Tally the rows below that contain the string "Pick", and reply with only that number.

### GIVEN RECORDS
----
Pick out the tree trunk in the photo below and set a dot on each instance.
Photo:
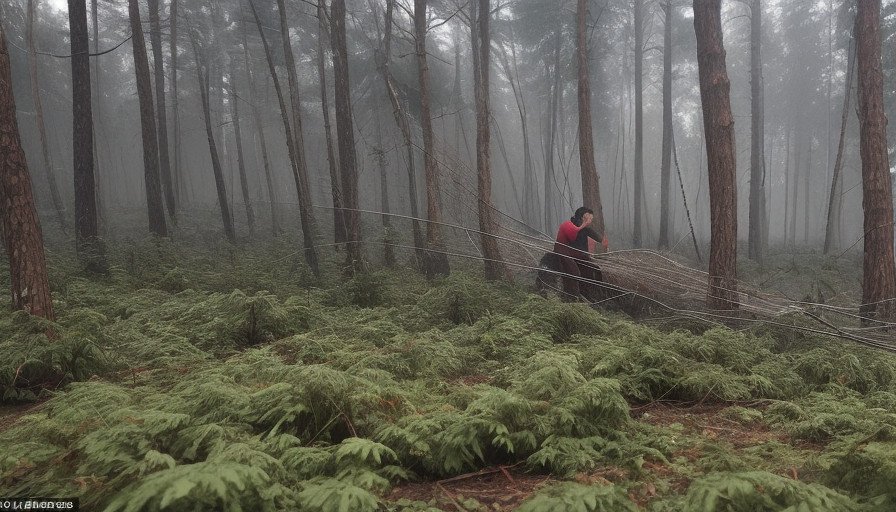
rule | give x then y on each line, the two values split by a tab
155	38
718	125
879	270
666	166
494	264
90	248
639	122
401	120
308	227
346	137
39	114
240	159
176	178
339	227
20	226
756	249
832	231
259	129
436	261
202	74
----
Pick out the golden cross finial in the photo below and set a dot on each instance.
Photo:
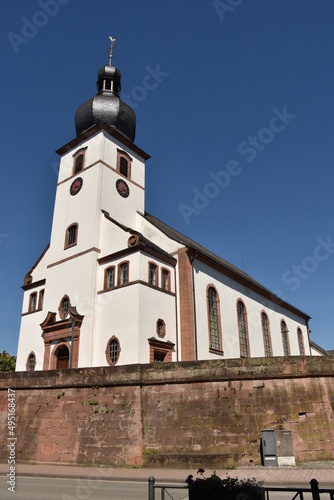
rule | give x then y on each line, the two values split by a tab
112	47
----
### RESULT
2